### Selected text
The dry sliding wear behaviour of titanium (Grade 5) alloy has been investigated in order to highlight the mechanisms responsible for the poor wear resistance under different applied normal load, sliding speed, and sliding distance conditions. Design of experimental technique, that is, response surface methodology (RSM), has been used to accomplish the objective of the experimental study. The experimental plan for three factors at three levels using face-centre central composite design (CCD) has been employed. The results indicated that the specific wear rate increases with an increase in the applied normal load and sliding speed. However, it decreases with an increase in the sliding distance and a decrease in the sliding speed. The worn surfaces of the titanium alloy specimens were analyzed with the help of scanning electron microscope (SEM), energy dispersive spectroscopy (EDS), and X-ray diffraction (XRD) techniques. The predicted result also shows the close agreement with the experimental results and hence the developed models could be used for prediction of wear behaviour satisfactorily.

1. Introduction

Titanium and its alloys exhibit a unique combination of mechanical, physical, and corrosion resistance properties which have made them desirable for critical application in aerospace industries and chemical and energy industries. In comparison to light weight alloys based on aluminum, magnesium and titanium alloys present interesting possibilities as tribomaterials, but they have not been widely investigated as bearing materials [1]. The tribological concerns for titanium alloy in aerospace components have focused mainly on their fretting behavior, leading to research on surface treatments like ion implantation and solid film lubrication [2, 3].

However, titanium and titanium alloys generally exhibit poor fretting, wear resistance, and tribological properties even when sliding against softer materials. One of the main reasons behind poor tribological properties of titanium alloys is the low thermal conductivity of these alloys [4]. This is due to the disruption of extremely thin, low shear strength, oxide film, consisting mainly of titanium dioxide (TiO2) which results in both depassivation and subsequent accelerated wear of the metallic surface due to the displaced particles of oxide giving rise to three-body abrasive wear [510].

The use of titanium alloys in sliding applications is limited because of their poor wear resistance [11]. This is due to low resistance of titanium alloys to plastic shearing as well as low protection by surface oxide formed as a consequence of high flash temperatures (induced by frictional heating) during dry sliding [12]. The poor tribological behaviour of titanium alloy is characterized by high coefficients of friction, severe adhesive wear with a strong tendency to seizing, and low abrasion resistance [13]. For this reason, different approaches by different researchers have been proposed for improving tribological properties of titanium alloys. These include surface treatment, ion implanted, coating, and oxygen diffusion [1417].

During sliding, the heat generated is dissipated slowly and raises the interface temperature, which in turn deteriorates the tribological performance of sliding titanium. Thus the temperature of sliding surface needs to be controlled [4]. Several investigations have been conducted on dry sliding wear mechanisms of titanium alloys. Molinari et al. [18] highlighted the mechanisms responsible for the wear resistance under different load and sliding speed conditions in self-mated Ti-6Al-4V disk-on-disk sliding tests. They found that by increasing the sliding speed, a transition from oxidative wear to delamination occurs with a corresponding minimum in the wear rate.

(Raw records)
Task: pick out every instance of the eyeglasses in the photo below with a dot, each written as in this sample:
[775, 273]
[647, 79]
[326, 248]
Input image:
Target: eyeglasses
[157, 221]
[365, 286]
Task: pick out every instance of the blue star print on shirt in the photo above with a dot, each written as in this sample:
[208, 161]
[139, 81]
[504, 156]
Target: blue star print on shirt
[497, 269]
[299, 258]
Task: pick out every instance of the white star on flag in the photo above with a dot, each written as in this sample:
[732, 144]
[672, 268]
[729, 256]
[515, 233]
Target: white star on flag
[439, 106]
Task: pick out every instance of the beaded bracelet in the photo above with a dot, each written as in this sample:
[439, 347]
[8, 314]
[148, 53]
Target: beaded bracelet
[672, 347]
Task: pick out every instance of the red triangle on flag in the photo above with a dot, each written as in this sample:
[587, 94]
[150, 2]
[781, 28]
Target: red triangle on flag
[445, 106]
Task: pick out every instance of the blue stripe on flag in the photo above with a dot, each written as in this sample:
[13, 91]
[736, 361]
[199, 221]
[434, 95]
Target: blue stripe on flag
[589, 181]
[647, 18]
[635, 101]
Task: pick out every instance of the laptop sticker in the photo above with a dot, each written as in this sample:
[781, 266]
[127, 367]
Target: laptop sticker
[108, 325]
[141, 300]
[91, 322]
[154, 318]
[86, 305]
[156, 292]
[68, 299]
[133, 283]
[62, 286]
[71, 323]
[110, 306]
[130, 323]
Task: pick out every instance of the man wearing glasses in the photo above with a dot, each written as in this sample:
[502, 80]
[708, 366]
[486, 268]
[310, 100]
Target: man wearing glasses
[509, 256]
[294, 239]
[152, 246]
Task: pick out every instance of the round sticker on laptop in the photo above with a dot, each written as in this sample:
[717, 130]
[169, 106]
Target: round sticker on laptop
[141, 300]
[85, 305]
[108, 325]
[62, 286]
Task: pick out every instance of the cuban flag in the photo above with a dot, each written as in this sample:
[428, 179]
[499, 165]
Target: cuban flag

### Exercises
1) Retype the portion of the titanium wear text between "The use of titanium" and "oxygen diffusion [1417].", inclusive.
2) According to the titanium wear text, what is one of the main reasons behind the poor tribological properties of titanium alloys?

### Answers in order
1)
The use of titanium alloys in sliding applications is limited because of their poor wear resistance [11]. This is due to low resistance of titanium alloys to plastic shearing as well as low protection by surface oxide formed as a consequence of high flash temperatures (induced by frictional heating) during dry sliding [12]. The poor tribological behaviour of titanium alloy is characterized by high coefficients of friction, severe adhesive wear with a strong tendency to seizing, and low abrasion resistance [13]. For this reason, different approaches by different researchers have been proposed for improving tribological properties of titanium alloys. These include surface treatment, ion implanted, coating, and oxygen diffusion [1417].

2) The low thermal conductivity of these alloys.